[Start of section]

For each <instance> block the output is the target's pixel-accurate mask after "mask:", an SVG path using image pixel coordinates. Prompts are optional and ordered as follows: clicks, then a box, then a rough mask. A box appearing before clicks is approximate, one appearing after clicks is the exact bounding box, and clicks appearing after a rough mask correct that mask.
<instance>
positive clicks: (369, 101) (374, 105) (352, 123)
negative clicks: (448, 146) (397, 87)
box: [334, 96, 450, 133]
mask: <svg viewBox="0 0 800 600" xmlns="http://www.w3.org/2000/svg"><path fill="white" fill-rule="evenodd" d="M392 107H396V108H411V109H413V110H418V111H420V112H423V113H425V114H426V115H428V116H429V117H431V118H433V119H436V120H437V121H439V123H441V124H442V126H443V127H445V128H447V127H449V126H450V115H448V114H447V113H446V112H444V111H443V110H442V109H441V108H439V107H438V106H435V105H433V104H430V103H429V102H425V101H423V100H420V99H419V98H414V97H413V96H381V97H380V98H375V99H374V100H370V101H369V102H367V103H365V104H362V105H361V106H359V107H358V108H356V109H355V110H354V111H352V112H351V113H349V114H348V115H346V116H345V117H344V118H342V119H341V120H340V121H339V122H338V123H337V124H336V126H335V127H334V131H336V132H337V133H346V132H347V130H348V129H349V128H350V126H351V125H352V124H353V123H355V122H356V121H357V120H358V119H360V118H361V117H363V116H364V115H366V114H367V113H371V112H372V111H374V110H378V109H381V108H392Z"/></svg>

[End of section]
[Start of section]

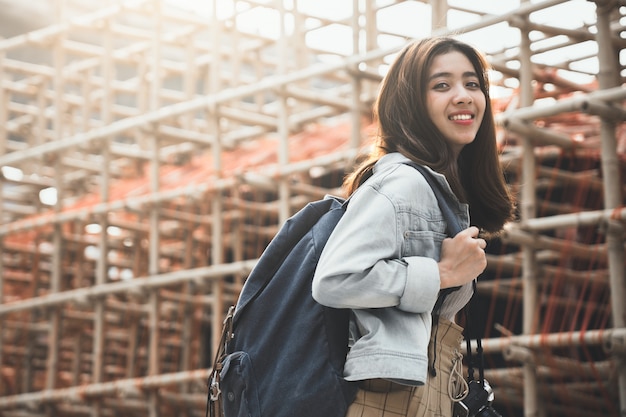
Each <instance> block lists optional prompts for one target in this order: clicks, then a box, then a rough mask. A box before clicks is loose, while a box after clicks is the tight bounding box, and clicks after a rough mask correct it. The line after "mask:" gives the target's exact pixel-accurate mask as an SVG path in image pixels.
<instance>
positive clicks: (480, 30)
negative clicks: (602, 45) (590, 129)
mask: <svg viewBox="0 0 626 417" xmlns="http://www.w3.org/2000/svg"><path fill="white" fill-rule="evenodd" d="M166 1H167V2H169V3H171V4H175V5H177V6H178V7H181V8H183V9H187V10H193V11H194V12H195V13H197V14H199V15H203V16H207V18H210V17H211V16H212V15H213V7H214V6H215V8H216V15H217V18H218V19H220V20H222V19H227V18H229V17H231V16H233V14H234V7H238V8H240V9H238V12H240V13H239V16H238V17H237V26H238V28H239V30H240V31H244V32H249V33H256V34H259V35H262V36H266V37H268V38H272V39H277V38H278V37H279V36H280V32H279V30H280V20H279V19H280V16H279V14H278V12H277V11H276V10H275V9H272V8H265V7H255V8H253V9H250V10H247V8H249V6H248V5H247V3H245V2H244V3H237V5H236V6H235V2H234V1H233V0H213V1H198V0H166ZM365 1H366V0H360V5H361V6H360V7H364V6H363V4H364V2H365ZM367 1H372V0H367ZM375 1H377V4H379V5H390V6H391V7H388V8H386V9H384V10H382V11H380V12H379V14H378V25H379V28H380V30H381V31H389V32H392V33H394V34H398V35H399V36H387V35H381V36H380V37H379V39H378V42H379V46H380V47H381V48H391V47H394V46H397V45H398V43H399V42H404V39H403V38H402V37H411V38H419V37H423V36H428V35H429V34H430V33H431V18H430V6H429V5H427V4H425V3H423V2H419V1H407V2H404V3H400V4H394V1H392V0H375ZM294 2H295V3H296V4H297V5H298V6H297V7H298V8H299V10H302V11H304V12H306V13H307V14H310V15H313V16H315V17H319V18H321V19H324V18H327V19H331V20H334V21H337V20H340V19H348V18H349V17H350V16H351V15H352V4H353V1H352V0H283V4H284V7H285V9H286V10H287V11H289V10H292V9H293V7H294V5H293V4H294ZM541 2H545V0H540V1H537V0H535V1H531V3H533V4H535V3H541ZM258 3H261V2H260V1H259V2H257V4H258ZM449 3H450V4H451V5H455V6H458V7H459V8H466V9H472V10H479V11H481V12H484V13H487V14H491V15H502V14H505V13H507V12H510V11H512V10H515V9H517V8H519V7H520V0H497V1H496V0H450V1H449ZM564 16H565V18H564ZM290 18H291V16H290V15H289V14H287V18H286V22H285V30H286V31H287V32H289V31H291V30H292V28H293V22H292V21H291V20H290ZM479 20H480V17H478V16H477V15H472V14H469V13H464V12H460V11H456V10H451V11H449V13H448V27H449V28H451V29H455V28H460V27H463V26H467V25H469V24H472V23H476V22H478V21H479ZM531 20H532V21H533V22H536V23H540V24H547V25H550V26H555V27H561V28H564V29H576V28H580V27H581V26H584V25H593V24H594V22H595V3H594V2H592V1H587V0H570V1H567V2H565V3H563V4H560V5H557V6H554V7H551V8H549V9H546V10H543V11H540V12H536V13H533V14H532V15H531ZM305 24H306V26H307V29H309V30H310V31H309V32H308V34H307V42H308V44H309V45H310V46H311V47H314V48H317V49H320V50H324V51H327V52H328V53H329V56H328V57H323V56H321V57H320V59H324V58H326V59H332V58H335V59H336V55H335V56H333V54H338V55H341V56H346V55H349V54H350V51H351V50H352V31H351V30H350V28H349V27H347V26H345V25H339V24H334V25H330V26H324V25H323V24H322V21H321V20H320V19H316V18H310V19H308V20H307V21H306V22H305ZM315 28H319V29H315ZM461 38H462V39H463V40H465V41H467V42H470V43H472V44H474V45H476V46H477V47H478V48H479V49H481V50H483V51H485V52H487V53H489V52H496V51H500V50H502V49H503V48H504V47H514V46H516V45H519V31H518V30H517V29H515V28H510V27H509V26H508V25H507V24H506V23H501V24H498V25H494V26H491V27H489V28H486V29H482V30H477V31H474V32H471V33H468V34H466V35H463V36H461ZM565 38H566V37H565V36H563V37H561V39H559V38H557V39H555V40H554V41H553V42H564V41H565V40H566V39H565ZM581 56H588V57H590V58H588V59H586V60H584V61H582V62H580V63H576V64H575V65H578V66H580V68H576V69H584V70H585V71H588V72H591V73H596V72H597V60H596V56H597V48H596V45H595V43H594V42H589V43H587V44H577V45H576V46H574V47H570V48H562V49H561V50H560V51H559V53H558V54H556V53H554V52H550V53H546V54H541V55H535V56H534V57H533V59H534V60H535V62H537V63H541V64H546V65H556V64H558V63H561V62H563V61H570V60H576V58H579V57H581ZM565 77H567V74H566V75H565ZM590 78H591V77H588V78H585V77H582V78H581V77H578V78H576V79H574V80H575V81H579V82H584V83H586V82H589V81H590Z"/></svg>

[End of section]

How to complete this task ▸
Only the lines above from the one with "For each <instance>" through the one with "negative clicks: (448, 146) (397, 87)" should be duplicated, character for character.

Solution for this problem ▸
For each <instance> block the output is the target's pixel-accurate mask after "mask:", an SVG path using image pixel coordinates. Prompts are optional and ordered as follows: clicks, then a box, then a rough mask. A box appearing before clicks is approximate, one appearing after clicks is the exact bounding box, and clicks appearing after a rough mask correct that mask.
<instance>
positive clicks: (369, 101) (374, 105) (352, 123)
negative clicks: (448, 146) (397, 87)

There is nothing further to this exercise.